# Exercise brief
Please give only the number of lines in the records that contain the string "positive".

<<<<

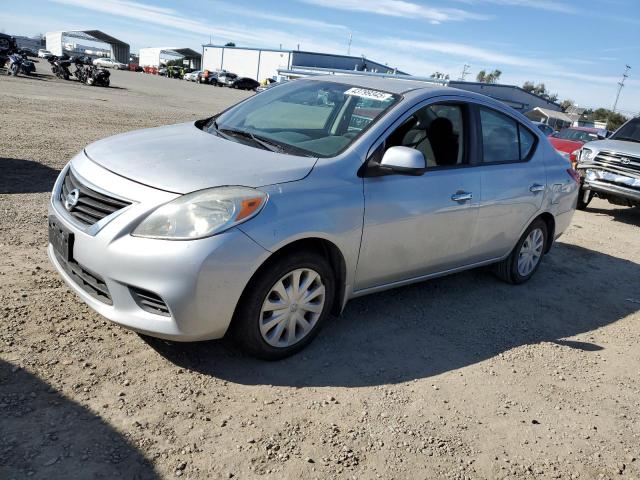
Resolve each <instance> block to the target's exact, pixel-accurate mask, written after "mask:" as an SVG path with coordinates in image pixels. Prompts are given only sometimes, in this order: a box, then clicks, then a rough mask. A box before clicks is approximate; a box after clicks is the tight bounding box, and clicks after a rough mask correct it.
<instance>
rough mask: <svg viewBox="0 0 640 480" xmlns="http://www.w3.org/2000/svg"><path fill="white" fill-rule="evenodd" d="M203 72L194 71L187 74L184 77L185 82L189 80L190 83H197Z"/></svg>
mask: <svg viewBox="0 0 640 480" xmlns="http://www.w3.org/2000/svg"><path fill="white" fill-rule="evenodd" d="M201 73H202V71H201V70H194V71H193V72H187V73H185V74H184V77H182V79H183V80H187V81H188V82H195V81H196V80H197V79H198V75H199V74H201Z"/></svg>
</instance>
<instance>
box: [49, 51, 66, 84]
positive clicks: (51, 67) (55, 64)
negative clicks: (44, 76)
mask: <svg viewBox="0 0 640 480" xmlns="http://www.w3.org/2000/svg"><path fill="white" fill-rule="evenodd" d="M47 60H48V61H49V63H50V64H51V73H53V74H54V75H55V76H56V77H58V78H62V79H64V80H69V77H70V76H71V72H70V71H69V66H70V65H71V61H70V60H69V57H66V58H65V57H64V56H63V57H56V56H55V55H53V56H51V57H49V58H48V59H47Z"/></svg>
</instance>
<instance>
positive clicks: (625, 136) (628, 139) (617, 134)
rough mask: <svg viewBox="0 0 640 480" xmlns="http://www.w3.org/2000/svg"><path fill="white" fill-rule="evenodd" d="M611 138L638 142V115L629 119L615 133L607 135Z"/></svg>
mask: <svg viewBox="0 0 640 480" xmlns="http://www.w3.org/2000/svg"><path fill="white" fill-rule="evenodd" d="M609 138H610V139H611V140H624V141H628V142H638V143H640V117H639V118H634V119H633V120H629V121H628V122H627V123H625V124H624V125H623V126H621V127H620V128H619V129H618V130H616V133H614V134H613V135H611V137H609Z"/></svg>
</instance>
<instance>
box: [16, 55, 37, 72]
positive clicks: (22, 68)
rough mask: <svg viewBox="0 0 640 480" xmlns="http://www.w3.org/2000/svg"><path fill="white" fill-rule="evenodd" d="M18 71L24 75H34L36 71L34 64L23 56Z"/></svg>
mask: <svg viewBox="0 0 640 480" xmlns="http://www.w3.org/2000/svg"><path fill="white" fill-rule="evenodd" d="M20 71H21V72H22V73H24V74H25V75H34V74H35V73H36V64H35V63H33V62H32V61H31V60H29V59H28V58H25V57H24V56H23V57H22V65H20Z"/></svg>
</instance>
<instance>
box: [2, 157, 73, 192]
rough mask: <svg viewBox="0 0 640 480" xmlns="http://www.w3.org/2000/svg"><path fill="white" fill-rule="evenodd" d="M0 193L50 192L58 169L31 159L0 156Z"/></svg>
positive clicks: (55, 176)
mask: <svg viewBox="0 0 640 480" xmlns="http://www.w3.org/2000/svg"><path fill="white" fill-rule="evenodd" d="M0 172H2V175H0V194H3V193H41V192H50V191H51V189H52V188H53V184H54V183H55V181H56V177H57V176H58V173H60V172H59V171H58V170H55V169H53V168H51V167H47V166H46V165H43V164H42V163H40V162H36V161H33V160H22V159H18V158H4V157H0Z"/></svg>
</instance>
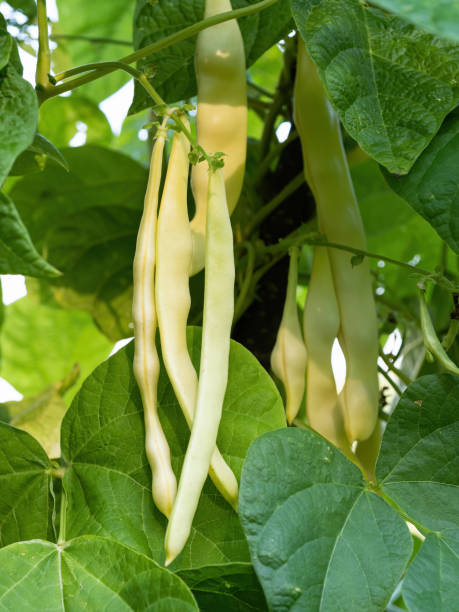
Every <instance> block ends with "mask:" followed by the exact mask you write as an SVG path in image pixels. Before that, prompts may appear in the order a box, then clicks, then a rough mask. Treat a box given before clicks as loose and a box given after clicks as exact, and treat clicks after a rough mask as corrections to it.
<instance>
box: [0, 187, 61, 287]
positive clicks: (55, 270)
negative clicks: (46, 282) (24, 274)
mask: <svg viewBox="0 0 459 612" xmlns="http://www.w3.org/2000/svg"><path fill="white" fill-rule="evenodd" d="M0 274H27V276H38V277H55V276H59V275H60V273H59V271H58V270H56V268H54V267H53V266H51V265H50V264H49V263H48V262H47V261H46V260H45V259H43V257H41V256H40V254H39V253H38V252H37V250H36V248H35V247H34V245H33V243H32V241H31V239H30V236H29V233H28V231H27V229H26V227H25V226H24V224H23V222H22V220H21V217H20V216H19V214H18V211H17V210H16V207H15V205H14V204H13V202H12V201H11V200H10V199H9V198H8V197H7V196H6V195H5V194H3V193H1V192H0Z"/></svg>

>>>>
<<<<

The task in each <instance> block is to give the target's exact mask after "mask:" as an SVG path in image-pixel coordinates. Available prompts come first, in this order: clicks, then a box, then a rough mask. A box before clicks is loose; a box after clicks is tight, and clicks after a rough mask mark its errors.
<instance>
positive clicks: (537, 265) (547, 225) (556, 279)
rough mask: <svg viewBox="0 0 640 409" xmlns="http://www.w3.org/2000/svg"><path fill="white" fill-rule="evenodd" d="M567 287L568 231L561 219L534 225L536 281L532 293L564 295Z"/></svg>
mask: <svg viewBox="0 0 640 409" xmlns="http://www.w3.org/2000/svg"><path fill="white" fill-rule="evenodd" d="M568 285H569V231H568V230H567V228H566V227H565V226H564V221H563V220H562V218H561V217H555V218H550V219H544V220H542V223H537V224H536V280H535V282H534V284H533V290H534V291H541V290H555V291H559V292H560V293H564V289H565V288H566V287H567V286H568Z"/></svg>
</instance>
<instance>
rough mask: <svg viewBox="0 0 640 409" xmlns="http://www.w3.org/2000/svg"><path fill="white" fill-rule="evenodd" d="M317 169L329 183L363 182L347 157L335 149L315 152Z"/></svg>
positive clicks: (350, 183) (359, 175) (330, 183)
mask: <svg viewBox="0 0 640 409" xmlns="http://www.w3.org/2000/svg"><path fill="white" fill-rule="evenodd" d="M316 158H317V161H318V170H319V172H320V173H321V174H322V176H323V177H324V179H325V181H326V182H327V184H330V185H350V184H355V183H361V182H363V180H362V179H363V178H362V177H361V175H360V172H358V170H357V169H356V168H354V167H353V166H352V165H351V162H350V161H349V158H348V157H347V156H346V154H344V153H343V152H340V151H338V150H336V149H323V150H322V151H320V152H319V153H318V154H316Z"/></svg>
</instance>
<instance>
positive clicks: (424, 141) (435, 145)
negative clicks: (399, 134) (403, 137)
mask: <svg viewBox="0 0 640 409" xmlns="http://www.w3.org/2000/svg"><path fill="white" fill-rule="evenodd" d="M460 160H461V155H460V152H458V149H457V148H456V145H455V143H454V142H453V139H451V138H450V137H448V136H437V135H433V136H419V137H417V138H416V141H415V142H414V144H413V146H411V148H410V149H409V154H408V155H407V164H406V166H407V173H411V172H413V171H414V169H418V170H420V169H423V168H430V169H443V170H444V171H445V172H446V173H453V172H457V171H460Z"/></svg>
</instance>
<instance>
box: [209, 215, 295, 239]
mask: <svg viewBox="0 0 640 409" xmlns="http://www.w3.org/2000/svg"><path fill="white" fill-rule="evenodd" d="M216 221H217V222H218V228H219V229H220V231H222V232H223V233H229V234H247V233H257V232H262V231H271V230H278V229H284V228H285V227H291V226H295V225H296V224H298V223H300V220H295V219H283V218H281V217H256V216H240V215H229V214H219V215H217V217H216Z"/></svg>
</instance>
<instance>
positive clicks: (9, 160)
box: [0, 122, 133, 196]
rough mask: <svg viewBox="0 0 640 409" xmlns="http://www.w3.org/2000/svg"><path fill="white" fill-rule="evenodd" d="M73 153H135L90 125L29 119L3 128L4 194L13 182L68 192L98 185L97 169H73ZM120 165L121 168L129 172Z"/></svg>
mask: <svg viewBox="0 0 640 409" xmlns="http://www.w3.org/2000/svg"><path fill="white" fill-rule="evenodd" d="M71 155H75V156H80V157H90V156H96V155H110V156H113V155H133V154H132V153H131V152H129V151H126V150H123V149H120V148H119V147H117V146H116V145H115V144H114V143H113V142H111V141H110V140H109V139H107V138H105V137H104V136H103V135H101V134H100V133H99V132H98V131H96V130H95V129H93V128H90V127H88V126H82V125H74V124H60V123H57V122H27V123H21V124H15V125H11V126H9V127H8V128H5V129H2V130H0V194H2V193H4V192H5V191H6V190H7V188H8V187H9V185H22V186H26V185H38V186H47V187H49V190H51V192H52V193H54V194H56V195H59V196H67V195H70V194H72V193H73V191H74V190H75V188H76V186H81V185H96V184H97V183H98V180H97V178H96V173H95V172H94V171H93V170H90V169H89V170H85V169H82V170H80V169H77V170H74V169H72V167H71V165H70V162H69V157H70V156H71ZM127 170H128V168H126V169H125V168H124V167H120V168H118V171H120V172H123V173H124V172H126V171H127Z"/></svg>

>>>>

# Reply
9